[DATA SECTION]

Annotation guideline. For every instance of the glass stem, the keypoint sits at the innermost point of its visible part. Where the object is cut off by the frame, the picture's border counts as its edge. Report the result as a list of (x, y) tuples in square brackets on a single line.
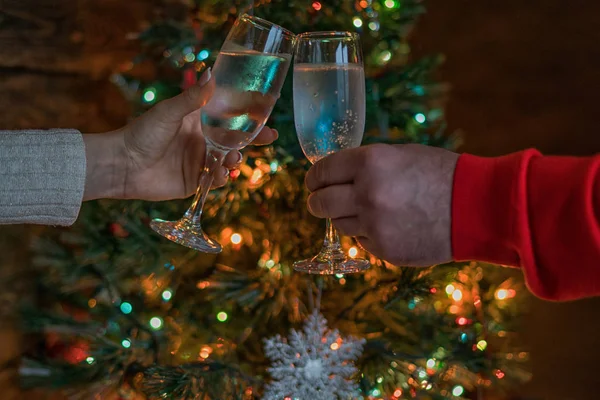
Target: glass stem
[(332, 239), (214, 159), (331, 251)]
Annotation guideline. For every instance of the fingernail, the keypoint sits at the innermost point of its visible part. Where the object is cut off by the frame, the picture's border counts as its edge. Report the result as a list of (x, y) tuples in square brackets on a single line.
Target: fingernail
[(205, 77)]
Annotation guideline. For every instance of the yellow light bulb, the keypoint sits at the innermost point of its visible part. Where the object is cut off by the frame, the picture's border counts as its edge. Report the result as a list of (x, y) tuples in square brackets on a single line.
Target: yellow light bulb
[(236, 238)]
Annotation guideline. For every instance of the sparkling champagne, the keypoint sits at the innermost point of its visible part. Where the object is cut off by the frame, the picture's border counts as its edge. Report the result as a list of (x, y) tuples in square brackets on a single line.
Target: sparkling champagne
[(247, 86), (329, 107)]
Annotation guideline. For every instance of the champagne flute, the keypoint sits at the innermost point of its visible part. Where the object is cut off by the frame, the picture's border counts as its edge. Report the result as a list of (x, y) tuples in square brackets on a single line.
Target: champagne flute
[(329, 113), (249, 73)]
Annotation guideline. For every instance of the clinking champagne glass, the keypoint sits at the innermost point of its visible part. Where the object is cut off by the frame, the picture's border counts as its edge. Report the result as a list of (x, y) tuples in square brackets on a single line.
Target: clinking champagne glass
[(249, 73), (329, 113)]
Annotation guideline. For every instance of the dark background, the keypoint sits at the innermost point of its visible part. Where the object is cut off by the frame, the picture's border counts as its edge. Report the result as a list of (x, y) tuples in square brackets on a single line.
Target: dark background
[(523, 74)]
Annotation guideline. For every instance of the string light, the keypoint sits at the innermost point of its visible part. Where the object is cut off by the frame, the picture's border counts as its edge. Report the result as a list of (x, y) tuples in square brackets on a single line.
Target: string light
[(385, 56), (457, 390), (167, 294), (457, 295), (203, 55), (353, 252), (453, 309), (203, 284), (156, 323), (205, 352), (222, 316), (126, 308), (420, 118), (274, 166), (256, 175), (150, 95), (236, 238), (503, 294)]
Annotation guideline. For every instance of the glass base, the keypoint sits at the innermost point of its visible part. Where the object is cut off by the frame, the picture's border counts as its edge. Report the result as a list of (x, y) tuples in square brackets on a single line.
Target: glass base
[(186, 233), (328, 265)]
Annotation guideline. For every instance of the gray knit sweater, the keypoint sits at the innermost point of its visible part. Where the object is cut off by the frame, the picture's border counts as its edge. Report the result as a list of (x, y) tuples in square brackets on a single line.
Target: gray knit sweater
[(42, 176)]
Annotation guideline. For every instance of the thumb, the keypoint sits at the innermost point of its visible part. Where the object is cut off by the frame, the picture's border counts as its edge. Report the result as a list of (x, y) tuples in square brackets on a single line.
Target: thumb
[(193, 98)]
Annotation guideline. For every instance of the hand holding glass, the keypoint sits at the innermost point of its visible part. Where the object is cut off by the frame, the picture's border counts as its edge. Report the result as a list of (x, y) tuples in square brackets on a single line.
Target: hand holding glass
[(249, 74), (329, 113)]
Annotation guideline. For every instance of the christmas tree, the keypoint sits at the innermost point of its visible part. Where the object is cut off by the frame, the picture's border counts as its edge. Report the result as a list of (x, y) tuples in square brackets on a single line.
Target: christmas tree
[(124, 312)]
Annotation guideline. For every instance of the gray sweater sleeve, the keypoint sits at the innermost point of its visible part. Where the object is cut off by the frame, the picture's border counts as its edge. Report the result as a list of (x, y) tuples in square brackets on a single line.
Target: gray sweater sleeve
[(42, 176)]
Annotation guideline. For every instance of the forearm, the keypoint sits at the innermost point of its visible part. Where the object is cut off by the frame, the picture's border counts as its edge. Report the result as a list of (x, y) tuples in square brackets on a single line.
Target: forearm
[(106, 166)]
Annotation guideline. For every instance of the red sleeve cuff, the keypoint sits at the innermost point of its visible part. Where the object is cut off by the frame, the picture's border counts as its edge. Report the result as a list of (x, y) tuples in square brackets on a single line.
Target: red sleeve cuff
[(539, 213), (485, 197)]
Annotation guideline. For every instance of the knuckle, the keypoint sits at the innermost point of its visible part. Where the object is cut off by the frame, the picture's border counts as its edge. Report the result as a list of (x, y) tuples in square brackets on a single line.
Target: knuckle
[(318, 205)]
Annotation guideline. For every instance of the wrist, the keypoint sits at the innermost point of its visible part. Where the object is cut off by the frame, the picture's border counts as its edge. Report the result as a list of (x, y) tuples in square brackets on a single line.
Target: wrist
[(106, 169)]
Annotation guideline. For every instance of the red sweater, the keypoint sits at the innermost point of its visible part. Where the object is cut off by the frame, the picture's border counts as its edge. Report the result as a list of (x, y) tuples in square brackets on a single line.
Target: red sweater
[(539, 213)]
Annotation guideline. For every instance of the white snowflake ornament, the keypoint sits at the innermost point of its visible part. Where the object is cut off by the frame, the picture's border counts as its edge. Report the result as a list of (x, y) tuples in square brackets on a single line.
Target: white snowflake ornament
[(314, 364)]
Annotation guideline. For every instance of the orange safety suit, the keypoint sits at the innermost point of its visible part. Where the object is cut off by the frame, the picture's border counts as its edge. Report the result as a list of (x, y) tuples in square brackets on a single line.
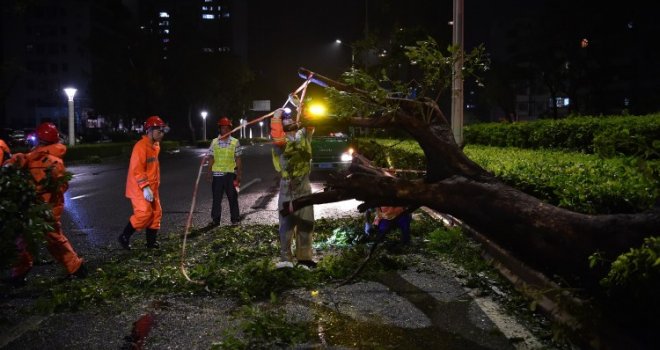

[/DATA SECTION]

▶ [TASK ITEM]: Quote every record above exactly, leaving out any pictures.

▶ [REPLY TO THE EXERCISE]:
Annotation guideline. For every instance of the glass stem, the keypoint sits at the innermost point of its visible part. Where the object is cut off by the frame, the picture's border counts as its edge. Report the result as a list of (x, y) tuples in square brackets on a single line.
Target: glass stem
[(332, 239), (214, 159), (331, 251)]
Annotation guideline. For every instance of the fingernail, the keypoint sits at the innermost point of its visible part. Where the object is cut off by the frame, the picture's border counts as its edge. Report the result as a list of (x, y) tuples in square brackets on a single line.
Target: fingernail
[(205, 77)]
Annotation guideline. For every instance of the yellow light bulb, the keypoint sits at the innermost point of its visible part. Where the object is cut off by the frame, the picture's border counts as its edge. Report the result as a list of (x, y) tuples in square brackets on a single line.
Target: yellow light bulb
[(236, 238)]
Annotation guideline. For every instance of the sparkling champagne, the keypoint sits at the innermost point of its visible part. Where the object is cut off by the frame, the picture's border counts as its edge. Report the result as a list of (x, y) tuples in square brackets on a single line.
Target: sparkling champagne
[(247, 86), (329, 107)]
Annotation guideline. For every instance of the champagne flute, the keypoint sits at the innermost point of its visible part. Where the object is cut off by the frame, the picture's border counts as its edge. Report the result as a list of (x, y) tuples in square brackets on a single line.
Target: champagne flute
[(329, 113), (249, 73)]
Annotation guideline. For every instance of the clinking champagne glass, the keypoint sits at the innermost point of its visible part. Where the object is cut off by the frame, the picture's border counts as its edge. Report the result as a list of (x, y) tuples in square brackets on a single line.
Target: clinking champagne glass
[(249, 73), (329, 113)]
Annotation guideline. For every instance of the dark background, the keypoint sits at the innermost point of its visible part. Where the object is cut off by the frame, the picture's border counts as its edge. Report the result as a list of (x, y) tuples in square brackets on a single line.
Target: dark background
[(523, 74)]
Annotation guideline. For every instance of the string light, the keypoint sits at the innermost point of its visible part. Where the object is cut off by the frame, the picture's border counts as its edge. Report the result as a list of (x, y) tuples in square brackets on a single line.
Target: string light
[(385, 56), (457, 390), (167, 294), (457, 295), (203, 55), (353, 252), (453, 309), (203, 284), (156, 323), (205, 352), (222, 316), (126, 308), (420, 118), (274, 166), (256, 175), (150, 95), (236, 238), (503, 294)]
Annotation guideline. For every instance of the glass base, the keypoint sits at the innermost point of its visible part. Where the object is cut off by the frame, the picture's border counts as its edge. Report the result as a list of (x, y) tuples in square brackets on a single line.
Target: glass base
[(186, 233), (328, 265)]
Annotation guideline. For every instance of the gray knit sweater, the keypoint sits at the innermost point of its visible part. Where the object is cut off by the frame, the picture's border counts as its edge. Report the result as a list of (x, y) tuples in square brackets on a single line.
Target: gray knit sweater
[(42, 176)]
Annotation guideline. For every instance of the thumb, the keypoint sits at the innermost point of its visible part. Where the object is cut off by the frame, the picture's border counts as its edge. Report the result as a list of (x, y) tuples in square brackets on a single line.
Target: thumb
[(193, 98)]
Annotation guideline. For every instance of the hand holding glass, the keypoint sits at the innermost point of its visible part. Where the object is cut off by the frame, the picture's border counts as its edge. Report the result as a list of (x, y) tuples in square brackets on a single line.
Target: hand holding glass
[(249, 74), (329, 113)]
Annotation guideline. For every instance of the christmas tree, the keypoint sits at the innermost point of its visible part. Where the object is cut off by the frame, the picture's border counts as its edge. Report the result as a list of (x, y) tuples in square brackets on a single line.
Target: christmas tree
[(124, 312)]
Annotation guideline. For every instance of the gray sweater sleeve, the keypoint sits at the innermost point of its visible part. Where the object is cut off by the frame, the picture's border counts as its edge. Report the result as a list of (x, y) tuples in square brackets on a single line.
Target: gray sweater sleeve
[(42, 176)]
Annotation guideline. For every instance of the forearm, the keypoint sits at the innermost point of its visible part. Where the object is cut off by the frame, the picture's border counts as its edge. Report the result as a list of (x, y) tuples in square brackets on a single line.
Target: forearm
[(106, 166)]
Annotation guideline. For every instance of the red sleeve cuff, the keypoint sits at the innermost point of its visible part. Where the object is cut off by the frame, the picture's border counts as its edge. Report the result as a list of (x, y) tuples in square brackets on a single line.
Target: red sleeve cuff
[(539, 213), (485, 197)]
Annotation guideline. For every instance of the knuckle, the keypoint sits at the innermost point of its visible part. Where the object is cut off by the frame, the picture's border counts as its edge. Report the result as a list of (x, y) tuples in square brackets on a single line.
Target: knuckle
[(318, 205)]
Annotation guideline. For every instance of the wrist, the keypoint sits at the innermost point of its visible part. Where the object is cut off by the frame, the picture's border counts as its edge. Report the result as a list of (x, y) tuples in square brackets on a single line.
Target: wrist
[(106, 169)]
Annotation guideline. For every instance of the red sweater, the keypoint sits at the innermost point of its visible part. Where the object is cut off by the frame, the picture's border counts as its edge. Report the result as a list of (x, y) tuples in square brackets on a single line.
Target: red sweater
[(539, 213)]
Annotation guideline. For every instance of the white snowflake ornament, the keypoint sits at the innermost point of its visible part. Where the object is cut off by the frame, the picture's border counts as its edge. Report the result as a list of (x, y) tuples in square brackets on a single line.
Target: white snowflake ornament
[(314, 364)]
Annotation guideline. For every instance of the orange safety suit, the keypoint sits at the innermost point of its visible part. Where the object is cut off by the frame, the picture's border counts as its edge. Report the result as a list of (x, y) tuples in square brackets on a single line.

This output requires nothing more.